__EXERCÍCIO PROPOSTO__:
Transcreva integralmente o texto sobre o PCP e a geringonça, sem alterar nenhuma palavra nem sinal de pontuação.

**** TEXTO FORNECIDO

Desde o 25 de Abril, a grande luta do PCP não era com a direita: a grande luta do PCP era com o PS, pela hegemonia da esquerda. Recorde-se a guerra entre Cunhal e Soares. Ora, com a ‘geringonça’, a luta contra o PS perdeu-se. A direção do Partido Comunista reconheceu o papel liderante do Partido Socialista e até apoia o seu Governo. E isto matou um dos leit motivs da luta de muitos comunistas. Muitos eleitores deixaram de ter razões para votar no PCP. Esquerda por esquerda, votaram no partido maior, o PS.
O PCP quis fazer uma experiência de ‘partido de apoio ao poder’ e deu-se mal. Aliás, os comunistas eram os que mostravam mais incómodo na ‘geringonça’, com Jerónimo de Sousa sempre a justificar-se. E tinha razão, pelos vistos. Nestas condições, o PCP vai querer voltar o mais depressa possível à sua condição de ‘partido de resistência’.

********
**** LISTA DO MATERIAL

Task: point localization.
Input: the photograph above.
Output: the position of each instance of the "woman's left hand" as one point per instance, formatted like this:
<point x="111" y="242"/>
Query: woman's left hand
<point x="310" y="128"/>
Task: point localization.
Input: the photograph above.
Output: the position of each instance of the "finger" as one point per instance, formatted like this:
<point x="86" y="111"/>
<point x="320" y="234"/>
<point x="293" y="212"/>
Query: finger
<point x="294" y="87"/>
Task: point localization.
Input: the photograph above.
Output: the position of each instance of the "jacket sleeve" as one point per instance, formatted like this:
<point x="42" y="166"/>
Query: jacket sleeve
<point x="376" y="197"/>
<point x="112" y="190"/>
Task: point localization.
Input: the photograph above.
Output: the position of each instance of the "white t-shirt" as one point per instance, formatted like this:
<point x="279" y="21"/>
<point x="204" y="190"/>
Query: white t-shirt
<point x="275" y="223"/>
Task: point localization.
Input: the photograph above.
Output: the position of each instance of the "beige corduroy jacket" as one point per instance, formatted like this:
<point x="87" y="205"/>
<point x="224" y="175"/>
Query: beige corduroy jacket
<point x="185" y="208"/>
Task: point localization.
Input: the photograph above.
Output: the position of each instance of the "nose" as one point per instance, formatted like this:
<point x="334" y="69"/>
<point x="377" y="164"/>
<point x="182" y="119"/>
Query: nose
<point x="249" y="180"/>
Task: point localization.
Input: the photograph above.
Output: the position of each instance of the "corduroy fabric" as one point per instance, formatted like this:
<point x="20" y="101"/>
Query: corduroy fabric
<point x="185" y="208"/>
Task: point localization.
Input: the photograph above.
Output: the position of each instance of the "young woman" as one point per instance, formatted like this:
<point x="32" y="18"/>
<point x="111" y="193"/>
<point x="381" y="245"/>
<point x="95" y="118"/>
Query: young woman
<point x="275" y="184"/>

********

__RESULTADO DA TAREFA__:
Desde o 25 de Abril, a grande luta do PCP não era com a direita: a grande luta do PCP era com o PS, pela hegemonia da esquerda. Recorde-se a guerra entre Cunhal e Soares. Ora, com a ‘geringonça’, a luta contra o PS perdeu-se. A direção do Partido Comunista reconheceu o papel liderante do Partido Socialista e até apoia o seu Governo. E isto matou um dos leit motivs da luta de muitos comunistas. Muitos eleitores deixaram de ter razões para votar no PCP. Esquerda por esquerda, votaram no partido maior, o PS.
O PCP quis fazer uma experiência de ‘partido de apoio ao poder’ e deu-se mal. Aliás, os comunistas eram os que mostravam mais incómodo na ‘geringonça’, com Jerónimo de Sousa sempre a justificar-se. E tinha razão, pelos vistos. Nestas condições, o PCP vai querer voltar o mais depressa possível à sua condição de ‘partido de resistência’.